Word for word, reproduce all entries below, leaving every picture out.

PROVIDED MATERIAL:
*** Begin section ***
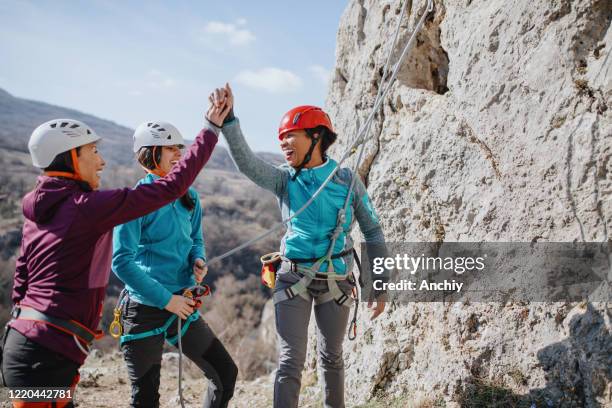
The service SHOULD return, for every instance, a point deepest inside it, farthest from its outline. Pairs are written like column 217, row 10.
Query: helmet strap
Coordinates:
column 157, row 170
column 76, row 175
column 306, row 158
*** End section ***
RESPONSE TO THE TASK:
The service SHOULD return, for every instance, a point deepest inside it, farthest from its outline. Pairs are written like column 217, row 10.
Query: helmet strap
Coordinates:
column 157, row 170
column 76, row 175
column 306, row 158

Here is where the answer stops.